(Dataset excerpts)
---+---

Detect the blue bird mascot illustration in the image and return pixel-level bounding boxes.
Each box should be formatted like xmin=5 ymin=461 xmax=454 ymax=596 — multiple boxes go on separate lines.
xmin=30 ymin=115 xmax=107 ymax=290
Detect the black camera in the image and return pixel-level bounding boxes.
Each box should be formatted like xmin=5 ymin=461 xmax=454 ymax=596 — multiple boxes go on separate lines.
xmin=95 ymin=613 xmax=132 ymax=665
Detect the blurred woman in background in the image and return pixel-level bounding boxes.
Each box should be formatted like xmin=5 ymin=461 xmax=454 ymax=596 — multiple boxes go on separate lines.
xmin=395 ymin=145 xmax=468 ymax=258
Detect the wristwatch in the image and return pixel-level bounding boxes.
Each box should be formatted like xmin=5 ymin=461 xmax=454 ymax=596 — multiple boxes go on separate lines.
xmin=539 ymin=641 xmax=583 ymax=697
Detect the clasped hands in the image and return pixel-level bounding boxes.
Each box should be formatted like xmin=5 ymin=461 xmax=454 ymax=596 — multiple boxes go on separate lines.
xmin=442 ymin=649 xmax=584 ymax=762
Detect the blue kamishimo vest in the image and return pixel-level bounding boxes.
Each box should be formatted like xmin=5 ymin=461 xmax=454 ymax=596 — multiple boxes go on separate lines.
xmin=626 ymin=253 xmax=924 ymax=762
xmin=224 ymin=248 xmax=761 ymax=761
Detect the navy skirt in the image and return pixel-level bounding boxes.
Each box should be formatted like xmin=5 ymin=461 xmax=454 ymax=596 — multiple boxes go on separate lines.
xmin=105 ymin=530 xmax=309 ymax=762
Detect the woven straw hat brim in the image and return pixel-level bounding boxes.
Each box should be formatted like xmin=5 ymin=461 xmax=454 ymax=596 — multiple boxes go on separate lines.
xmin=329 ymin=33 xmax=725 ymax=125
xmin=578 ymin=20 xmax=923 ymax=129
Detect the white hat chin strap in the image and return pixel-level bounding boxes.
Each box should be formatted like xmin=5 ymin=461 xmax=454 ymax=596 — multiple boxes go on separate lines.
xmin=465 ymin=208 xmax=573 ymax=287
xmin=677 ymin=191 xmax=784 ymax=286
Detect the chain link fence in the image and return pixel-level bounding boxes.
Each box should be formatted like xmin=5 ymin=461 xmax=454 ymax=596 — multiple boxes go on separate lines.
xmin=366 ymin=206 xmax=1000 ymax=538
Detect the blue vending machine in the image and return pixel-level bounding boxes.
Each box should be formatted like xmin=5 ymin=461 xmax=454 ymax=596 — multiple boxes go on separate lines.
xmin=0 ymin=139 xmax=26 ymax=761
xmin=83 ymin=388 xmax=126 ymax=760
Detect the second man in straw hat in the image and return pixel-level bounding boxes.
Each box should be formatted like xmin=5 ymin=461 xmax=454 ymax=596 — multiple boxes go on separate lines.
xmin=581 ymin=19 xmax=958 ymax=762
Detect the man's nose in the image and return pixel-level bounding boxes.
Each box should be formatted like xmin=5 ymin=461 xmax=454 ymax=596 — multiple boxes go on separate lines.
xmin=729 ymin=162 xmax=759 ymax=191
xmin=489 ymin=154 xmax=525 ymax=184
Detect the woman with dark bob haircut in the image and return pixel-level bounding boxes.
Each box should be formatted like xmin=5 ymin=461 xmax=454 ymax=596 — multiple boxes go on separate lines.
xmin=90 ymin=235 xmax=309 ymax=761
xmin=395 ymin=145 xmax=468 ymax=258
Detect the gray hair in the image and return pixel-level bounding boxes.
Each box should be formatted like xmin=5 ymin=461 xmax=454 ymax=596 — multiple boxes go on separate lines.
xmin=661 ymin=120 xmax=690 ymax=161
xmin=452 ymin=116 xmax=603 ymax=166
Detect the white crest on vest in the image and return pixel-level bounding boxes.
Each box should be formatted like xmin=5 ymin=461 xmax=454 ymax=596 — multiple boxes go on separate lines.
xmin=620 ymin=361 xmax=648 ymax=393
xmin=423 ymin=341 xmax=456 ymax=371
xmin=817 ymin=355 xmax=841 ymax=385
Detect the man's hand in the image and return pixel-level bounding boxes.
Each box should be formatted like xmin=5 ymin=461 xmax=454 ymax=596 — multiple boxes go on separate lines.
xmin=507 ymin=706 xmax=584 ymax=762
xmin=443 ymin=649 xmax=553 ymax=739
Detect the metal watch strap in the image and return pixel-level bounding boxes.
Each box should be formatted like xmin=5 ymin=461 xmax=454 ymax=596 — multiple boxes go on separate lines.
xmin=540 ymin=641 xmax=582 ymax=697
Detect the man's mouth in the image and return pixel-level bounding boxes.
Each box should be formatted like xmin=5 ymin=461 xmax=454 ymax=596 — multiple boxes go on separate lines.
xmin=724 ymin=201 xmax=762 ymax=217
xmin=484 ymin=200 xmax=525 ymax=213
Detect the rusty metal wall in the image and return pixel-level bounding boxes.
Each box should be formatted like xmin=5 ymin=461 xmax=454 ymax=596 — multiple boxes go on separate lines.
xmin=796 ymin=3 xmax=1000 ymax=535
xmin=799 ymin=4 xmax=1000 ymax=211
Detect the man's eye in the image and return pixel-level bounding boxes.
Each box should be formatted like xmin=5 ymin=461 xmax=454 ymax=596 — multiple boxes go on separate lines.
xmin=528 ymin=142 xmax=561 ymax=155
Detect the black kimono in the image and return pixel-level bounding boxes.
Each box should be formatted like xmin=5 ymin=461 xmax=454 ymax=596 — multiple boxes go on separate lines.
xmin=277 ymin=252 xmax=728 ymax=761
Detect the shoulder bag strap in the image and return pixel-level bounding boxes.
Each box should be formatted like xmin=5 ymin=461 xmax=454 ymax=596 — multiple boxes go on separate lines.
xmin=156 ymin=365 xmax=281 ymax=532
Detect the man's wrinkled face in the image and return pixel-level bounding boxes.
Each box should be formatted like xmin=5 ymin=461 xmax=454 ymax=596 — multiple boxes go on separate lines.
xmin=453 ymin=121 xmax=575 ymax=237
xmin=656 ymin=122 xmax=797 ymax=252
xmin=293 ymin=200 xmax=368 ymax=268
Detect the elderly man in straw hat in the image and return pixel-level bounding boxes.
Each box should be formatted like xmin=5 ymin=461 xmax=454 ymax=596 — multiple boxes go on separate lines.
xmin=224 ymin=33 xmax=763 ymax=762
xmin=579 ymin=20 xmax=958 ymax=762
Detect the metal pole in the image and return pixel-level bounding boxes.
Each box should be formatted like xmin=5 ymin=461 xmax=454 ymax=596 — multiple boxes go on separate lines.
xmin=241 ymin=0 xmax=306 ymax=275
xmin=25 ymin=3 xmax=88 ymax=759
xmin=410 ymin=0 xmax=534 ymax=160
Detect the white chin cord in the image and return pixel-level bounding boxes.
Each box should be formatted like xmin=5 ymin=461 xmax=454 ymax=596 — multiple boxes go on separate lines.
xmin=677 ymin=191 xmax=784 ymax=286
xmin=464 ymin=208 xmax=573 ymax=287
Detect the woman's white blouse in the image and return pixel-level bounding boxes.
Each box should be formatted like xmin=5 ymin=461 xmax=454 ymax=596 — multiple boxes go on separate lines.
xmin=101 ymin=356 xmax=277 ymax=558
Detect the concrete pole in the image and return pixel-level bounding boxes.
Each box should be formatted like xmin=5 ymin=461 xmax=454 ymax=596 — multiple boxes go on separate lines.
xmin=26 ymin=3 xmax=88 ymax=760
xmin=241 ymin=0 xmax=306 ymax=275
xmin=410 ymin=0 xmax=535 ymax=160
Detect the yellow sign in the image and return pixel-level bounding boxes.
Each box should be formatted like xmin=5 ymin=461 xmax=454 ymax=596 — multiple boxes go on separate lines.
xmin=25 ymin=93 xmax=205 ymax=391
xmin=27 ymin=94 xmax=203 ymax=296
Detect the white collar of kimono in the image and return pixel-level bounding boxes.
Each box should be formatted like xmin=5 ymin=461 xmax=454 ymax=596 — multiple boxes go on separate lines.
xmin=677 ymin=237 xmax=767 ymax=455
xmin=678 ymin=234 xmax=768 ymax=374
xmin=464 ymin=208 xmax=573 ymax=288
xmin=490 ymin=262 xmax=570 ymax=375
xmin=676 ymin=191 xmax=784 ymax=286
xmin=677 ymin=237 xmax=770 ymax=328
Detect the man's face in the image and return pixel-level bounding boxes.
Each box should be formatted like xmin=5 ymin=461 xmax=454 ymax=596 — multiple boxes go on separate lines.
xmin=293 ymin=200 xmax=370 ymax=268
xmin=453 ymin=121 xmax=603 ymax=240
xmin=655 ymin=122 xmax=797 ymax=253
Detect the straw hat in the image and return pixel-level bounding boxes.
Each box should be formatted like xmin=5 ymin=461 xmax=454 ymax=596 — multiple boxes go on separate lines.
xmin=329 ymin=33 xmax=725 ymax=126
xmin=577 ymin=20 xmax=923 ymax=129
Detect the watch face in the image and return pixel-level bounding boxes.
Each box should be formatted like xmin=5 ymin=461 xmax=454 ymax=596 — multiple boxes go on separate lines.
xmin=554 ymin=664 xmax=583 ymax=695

---+---

(Your task):
Retype the entries above exactly, but only from the line containing "Detect the white hat" through the line containing "Detect the chain", both included.

(Finished task):
Detect the white hat chin strap in the image and return pixel-level bounding boxes.
Each box should be formatted like xmin=5 ymin=461 xmax=454 ymax=596 — multiple boxes go on separate lines.
xmin=465 ymin=208 xmax=573 ymax=287
xmin=677 ymin=191 xmax=784 ymax=286
Detect the chain link fence in the image and return pixel-level bounding boxes.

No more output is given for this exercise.